• Task instructions
Rewrite the data below as a two-column Markdown table headed Row and Line. Number each row and leave out any blank lines.

• The records
★ ★ ★

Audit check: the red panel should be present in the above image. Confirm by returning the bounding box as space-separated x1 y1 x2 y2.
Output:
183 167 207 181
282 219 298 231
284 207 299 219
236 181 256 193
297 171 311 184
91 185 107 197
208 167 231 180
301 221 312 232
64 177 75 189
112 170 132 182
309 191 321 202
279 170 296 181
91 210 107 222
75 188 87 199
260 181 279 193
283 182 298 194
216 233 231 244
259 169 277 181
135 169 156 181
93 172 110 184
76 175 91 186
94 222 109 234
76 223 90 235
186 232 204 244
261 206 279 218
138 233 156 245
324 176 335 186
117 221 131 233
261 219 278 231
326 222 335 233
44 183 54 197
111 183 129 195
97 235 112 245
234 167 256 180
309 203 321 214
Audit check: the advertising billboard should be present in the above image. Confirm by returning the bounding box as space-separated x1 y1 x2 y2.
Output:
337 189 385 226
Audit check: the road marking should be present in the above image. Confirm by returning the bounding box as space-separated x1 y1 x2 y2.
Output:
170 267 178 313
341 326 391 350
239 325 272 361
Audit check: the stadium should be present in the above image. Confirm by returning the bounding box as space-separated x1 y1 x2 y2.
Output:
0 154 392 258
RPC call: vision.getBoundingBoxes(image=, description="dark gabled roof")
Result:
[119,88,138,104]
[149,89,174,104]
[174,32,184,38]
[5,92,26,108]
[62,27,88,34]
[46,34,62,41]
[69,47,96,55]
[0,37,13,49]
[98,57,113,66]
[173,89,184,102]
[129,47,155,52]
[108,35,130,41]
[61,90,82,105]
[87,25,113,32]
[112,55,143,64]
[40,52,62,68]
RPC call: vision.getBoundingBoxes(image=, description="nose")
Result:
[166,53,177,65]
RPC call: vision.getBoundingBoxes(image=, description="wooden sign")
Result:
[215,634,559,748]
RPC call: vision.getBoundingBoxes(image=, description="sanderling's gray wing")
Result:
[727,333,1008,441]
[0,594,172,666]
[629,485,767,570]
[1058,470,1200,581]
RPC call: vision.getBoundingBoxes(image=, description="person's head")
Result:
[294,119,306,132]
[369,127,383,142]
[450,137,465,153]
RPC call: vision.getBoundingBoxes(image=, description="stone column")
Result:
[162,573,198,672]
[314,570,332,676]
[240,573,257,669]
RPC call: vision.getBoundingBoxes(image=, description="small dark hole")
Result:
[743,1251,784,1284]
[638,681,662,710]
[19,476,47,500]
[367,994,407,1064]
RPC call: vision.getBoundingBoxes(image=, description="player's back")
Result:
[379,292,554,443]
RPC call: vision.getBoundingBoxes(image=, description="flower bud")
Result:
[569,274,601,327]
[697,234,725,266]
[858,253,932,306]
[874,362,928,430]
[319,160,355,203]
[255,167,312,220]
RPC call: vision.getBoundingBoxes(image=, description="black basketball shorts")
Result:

★ ★ ★

• Finished answer
| Row | Line |
|---|---|
| 1 | Audit check: the red panel should be present in the above image. Confirm by returning the bounding box as space-separated x1 y1 x2 y2. |
| 2 | Output: |
| 3 | 183 167 207 181 |
| 4 | 282 219 298 231 |
| 5 | 284 207 299 219 |
| 6 | 236 181 256 193 |
| 7 | 297 171 311 184 |
| 8 | 91 185 107 197 |
| 9 | 208 167 231 180 |
| 10 | 301 221 312 232 |
| 11 | 64 177 75 189 |
| 12 | 112 170 132 182 |
| 13 | 309 191 321 202 |
| 14 | 279 170 296 181 |
| 15 | 91 210 107 222 |
| 16 | 75 188 87 199 |
| 17 | 260 181 279 193 |
| 18 | 283 182 298 194 |
| 19 | 216 233 231 244 |
| 20 | 259 169 277 181 |
| 21 | 135 169 156 181 |
| 22 | 93 172 110 184 |
| 23 | 76 175 91 186 |
| 24 | 94 222 109 234 |
| 25 | 76 223 90 235 |
| 26 | 186 232 204 244 |
| 27 | 261 206 279 218 |
| 28 | 138 233 156 245 |
| 29 | 324 176 335 186 |
| 30 | 117 221 131 233 |
| 31 | 261 219 278 231 |
| 32 | 326 222 335 233 |
| 33 | 44 183 54 197 |
| 34 | 111 183 129 195 |
| 35 | 97 235 112 245 |
| 36 | 234 167 256 180 |
| 37 | 309 203 321 214 |
| 38 | Audit check: the advertising billboard should be present in the above image. Confirm by returning the bounding box as space-separated x1 y1 x2 y2. |
| 39 | Output: |
| 40 | 337 189 385 226 |
| 41 | Audit check: the road marking should be present in the above image. Confirm by returning the bounding box as space-separated x1 y1 x2 y2. |
| 42 | Output: |
| 43 | 170 267 178 313 |
| 44 | 341 326 391 350 |
| 45 | 239 325 272 361 |
| 46 | Audit check: the stadium should be present in the above image. Confirm by returning the bounding box as space-separated x1 y1 x2 y2. |
| 47 | Output: |
| 48 | 0 154 392 258 |
| 49 | RPC call: vision.getBoundingBoxes(image=, description="dark gabled roof") |
| 50 | Result: |
| 51 | [119,88,138,104] |
| 52 | [149,89,174,104] |
| 53 | [174,32,184,38] |
| 54 | [5,92,26,108] |
| 55 | [62,27,88,34] |
| 56 | [46,34,62,41] |
| 57 | [69,47,96,55] |
| 58 | [0,37,13,49] |
| 59 | [98,57,113,66] |
| 60 | [173,89,184,102] |
| 61 | [129,47,155,52] |
| 62 | [108,35,130,41] |
| 63 | [61,90,82,105] |
| 64 | [87,25,113,32] |
| 65 | [112,55,143,64] |
| 66 | [40,52,62,68] |
| 67 | RPC call: vision.getBoundingBoxes(image=, description="nose") |
| 68 | Result: |
| 69 | [166,53,177,65] |
| 70 | RPC call: vision.getBoundingBoxes(image=, description="wooden sign") |
| 71 | Result: |
| 72 | [215,634,559,748] |
| 73 | RPC call: vision.getBoundingBoxes(image=, description="sanderling's gray wing") |
| 74 | Result: |
| 75 | [727,333,1008,441] |
| 76 | [0,594,172,666] |
| 77 | [629,485,767,570] |
| 78 | [1058,470,1200,581] |
| 79 | RPC call: vision.getBoundingBoxes(image=, description="person's head") |
| 80 | Result: |
| 81 | [294,119,306,132] |
| 82 | [369,127,383,142] |
| 83 | [450,137,465,153] |
| 84 | RPC call: vision.getBoundingBoxes(image=, description="stone column") |
| 85 | Result: |
| 86 | [162,573,198,672] |
| 87 | [314,570,332,676] |
| 88 | [240,573,257,669] |
| 89 | RPC call: vision.getBoundingBoxes(image=, description="small dark hole") |
| 90 | Result: |
| 91 | [743,1251,784,1284] |
| 92 | [638,681,662,710] |
| 93 | [19,476,47,500] |
| 94 | [367,994,407,1064] |
| 95 | RPC call: vision.getBoundingBoxes(image=, description="player's back") |
| 96 | Result: |
| 97 | [379,292,554,443] |
| 98 | RPC call: vision.getBoundingBoxes(image=, description="flower bud") |
| 99 | Result: |
| 100 | [569,274,601,327] |
| 101 | [697,234,725,266] |
| 102 | [858,253,932,306] |
| 103 | [874,362,928,430] |
| 104 | [319,160,355,203] |
| 105 | [255,167,312,220] |
| 106 | RPC call: vision.getBoundingBoxes(image=, description="black basketball shorts") |
| 107 | Result: |